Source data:

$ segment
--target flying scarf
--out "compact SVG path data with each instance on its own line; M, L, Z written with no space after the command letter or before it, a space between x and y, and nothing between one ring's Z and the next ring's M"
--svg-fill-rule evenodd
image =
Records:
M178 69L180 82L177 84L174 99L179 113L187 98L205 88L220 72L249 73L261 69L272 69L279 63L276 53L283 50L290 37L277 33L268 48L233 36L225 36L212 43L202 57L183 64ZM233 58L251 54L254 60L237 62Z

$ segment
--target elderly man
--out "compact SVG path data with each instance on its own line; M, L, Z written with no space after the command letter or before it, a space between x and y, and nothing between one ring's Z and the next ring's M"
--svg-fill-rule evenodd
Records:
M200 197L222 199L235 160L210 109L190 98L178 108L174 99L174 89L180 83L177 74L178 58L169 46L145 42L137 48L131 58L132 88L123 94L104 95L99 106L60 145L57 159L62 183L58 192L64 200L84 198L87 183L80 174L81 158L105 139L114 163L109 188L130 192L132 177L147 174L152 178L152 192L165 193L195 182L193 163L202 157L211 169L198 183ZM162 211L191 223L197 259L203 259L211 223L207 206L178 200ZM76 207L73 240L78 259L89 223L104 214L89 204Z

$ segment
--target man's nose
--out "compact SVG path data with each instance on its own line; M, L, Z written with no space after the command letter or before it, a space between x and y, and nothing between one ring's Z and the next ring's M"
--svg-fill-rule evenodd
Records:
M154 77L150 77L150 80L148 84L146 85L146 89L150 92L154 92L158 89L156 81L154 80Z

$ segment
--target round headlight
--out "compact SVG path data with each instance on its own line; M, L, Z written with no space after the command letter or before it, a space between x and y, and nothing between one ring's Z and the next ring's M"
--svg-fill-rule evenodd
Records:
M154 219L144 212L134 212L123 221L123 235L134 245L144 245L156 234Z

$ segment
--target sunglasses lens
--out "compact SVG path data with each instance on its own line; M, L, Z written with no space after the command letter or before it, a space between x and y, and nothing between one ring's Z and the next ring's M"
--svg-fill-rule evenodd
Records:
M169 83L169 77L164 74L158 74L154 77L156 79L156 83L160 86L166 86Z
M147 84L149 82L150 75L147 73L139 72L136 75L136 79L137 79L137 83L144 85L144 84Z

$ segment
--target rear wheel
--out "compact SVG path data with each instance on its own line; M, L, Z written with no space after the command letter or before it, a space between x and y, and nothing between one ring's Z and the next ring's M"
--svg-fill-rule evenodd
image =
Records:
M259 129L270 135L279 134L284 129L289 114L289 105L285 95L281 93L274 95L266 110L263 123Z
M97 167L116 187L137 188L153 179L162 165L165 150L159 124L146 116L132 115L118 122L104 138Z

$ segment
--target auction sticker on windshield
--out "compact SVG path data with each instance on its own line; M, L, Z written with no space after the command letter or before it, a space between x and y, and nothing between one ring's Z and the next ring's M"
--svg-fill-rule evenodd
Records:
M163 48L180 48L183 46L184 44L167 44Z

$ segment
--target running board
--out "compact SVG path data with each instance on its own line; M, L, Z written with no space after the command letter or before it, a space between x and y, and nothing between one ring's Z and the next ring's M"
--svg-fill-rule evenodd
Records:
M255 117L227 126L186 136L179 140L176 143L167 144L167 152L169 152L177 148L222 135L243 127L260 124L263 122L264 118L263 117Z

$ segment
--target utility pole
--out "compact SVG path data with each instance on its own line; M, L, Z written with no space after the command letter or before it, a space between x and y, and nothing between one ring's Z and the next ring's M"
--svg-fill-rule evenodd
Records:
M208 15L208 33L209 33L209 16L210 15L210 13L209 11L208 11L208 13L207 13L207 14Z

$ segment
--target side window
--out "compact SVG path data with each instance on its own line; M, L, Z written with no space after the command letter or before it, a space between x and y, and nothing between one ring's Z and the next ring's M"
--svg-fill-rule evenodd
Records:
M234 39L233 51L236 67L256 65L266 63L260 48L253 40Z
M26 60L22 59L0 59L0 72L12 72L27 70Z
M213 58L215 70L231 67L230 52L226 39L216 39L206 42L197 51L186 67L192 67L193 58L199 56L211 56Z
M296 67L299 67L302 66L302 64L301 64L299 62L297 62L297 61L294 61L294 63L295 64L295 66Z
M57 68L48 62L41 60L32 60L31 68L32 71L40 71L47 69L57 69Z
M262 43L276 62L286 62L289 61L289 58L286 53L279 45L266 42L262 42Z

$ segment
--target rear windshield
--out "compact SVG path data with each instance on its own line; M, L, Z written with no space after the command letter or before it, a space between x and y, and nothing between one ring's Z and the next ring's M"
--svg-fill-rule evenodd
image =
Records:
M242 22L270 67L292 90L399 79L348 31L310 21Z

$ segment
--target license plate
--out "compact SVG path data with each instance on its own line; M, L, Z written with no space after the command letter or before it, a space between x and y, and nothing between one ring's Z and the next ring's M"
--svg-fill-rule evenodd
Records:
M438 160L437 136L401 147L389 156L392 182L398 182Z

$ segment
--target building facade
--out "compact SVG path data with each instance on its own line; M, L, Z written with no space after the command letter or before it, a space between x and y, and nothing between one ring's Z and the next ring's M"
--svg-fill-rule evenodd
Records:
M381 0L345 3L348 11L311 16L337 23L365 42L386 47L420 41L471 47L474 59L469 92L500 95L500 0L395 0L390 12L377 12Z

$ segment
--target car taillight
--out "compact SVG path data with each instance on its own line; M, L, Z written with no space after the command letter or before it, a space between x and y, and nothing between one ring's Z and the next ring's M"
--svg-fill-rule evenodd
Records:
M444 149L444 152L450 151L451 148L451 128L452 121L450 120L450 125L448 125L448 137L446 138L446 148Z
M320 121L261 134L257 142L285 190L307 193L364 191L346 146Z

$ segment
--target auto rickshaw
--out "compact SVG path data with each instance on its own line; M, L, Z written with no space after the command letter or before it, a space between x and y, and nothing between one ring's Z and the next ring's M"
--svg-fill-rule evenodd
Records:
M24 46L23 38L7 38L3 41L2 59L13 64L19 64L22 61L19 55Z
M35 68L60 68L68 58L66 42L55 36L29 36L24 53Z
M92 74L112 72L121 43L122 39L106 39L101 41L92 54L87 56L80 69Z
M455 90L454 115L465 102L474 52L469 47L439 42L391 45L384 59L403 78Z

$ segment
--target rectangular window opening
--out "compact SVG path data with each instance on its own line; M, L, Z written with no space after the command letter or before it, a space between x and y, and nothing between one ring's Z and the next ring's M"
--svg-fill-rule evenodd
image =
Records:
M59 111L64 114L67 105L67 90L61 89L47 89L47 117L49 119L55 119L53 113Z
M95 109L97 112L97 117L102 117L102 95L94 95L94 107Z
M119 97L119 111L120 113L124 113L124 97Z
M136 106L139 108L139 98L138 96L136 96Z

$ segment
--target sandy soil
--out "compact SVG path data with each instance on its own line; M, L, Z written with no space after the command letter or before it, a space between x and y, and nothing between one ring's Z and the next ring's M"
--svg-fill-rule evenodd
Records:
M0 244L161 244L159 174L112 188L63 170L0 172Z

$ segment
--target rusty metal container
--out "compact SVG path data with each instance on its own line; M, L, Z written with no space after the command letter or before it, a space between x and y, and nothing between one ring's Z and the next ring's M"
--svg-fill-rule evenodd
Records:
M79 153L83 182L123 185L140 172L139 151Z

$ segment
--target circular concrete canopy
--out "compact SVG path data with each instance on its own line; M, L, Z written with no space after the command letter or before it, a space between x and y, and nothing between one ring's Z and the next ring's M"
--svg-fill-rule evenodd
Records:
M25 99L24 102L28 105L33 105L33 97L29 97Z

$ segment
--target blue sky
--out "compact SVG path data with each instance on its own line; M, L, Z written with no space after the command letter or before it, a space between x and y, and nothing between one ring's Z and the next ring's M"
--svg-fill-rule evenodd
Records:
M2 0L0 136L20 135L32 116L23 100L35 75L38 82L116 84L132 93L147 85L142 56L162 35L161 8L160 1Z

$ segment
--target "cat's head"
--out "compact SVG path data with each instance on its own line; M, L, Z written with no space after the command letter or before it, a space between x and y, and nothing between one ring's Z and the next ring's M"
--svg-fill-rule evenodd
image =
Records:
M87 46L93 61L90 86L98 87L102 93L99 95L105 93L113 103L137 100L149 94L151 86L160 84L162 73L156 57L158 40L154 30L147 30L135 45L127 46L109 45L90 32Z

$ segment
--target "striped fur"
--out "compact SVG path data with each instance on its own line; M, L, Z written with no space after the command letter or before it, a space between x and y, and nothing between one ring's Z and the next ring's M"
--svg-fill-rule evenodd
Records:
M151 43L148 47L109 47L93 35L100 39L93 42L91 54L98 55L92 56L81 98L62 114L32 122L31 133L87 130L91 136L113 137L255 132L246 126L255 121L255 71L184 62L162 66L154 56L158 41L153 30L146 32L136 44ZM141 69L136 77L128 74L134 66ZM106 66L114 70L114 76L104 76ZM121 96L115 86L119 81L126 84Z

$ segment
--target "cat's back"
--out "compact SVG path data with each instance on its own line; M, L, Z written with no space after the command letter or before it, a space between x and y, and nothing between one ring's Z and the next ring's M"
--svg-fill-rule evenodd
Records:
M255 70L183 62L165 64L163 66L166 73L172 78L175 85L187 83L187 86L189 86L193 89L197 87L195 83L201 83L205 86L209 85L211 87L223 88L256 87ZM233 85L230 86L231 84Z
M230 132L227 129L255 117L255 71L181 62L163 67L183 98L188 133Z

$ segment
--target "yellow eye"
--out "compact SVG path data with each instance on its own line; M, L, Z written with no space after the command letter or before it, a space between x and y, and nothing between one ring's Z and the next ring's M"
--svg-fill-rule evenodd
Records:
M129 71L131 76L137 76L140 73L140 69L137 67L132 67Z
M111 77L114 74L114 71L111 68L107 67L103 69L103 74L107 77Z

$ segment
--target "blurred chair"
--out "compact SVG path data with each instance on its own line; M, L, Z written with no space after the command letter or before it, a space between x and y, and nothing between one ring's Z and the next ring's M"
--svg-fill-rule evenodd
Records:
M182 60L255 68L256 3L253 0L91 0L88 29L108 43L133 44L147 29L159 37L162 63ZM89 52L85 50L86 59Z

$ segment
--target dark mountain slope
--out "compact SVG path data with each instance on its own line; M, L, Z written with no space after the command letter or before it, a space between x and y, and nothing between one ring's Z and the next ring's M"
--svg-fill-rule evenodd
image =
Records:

> [What is expected] Can you transcribe the rows word for word, from their very first line down through the line that contains "M154 77L150 77L150", including that line?

> [Final answer]
$ segment
--target flying scarf
--out "compact SVG path data with each instance on its own line; M, L, Z written with no space after the command letter or before it, a space between x and y, and nothing between one ring's Z and the next ring's M"
--svg-fill-rule evenodd
image =
Records:
M178 69L180 82L177 84L174 99L179 113L187 98L205 88L220 72L249 73L261 69L272 69L279 63L276 53L283 50L290 37L277 33L268 48L233 36L225 36L212 43L202 57L183 64ZM233 58L251 54L254 60L237 62Z

$ segment
--target elderly man
--out "compact SVG path data with each instance on its own line; M, L, Z written with no space after the command letter or before it, a space between x and y, and nothing between one ring's Z and the next ring's M"
--svg-fill-rule evenodd
Records:
M200 197L222 199L235 160L210 109L190 98L178 108L174 99L174 89L180 83L177 74L178 58L169 46L145 42L137 48L131 58L132 88L123 94L104 95L99 106L60 145L57 159L62 183L58 192L64 200L84 198L87 183L80 174L81 158L105 139L114 163L109 188L130 192L132 177L147 174L152 178L152 192L165 193L195 182L193 163L202 157L211 169L198 183ZM162 211L191 223L197 259L203 259L211 223L207 206L178 200ZM76 207L73 240L78 259L89 223L104 214L89 204Z

$ segment
--target man's nose
--out "compact SVG path data with each instance on its own line; M, L, Z written with no space after the command letter or before it, a space between x and y, and nothing between one ring's Z and the next ring's M"
--svg-fill-rule evenodd
Records:
M154 77L150 77L150 80L148 84L146 85L146 89L150 92L154 92L158 89L156 81L154 80Z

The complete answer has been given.